> _EXERCISE DESCRIPTION_
Copy all of the data below line for line. Raise each answer coordinate by 142 and leave every other number unchanged.

· · ·

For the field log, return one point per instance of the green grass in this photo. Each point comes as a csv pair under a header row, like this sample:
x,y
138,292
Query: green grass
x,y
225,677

· · ·

> _REPLY_
For the field log, return one point per instance of the green grass in this photo. Each point comes as a csv pair under a header row, like this sample:
x,y
138,292
Query: green grass
x,y
367,819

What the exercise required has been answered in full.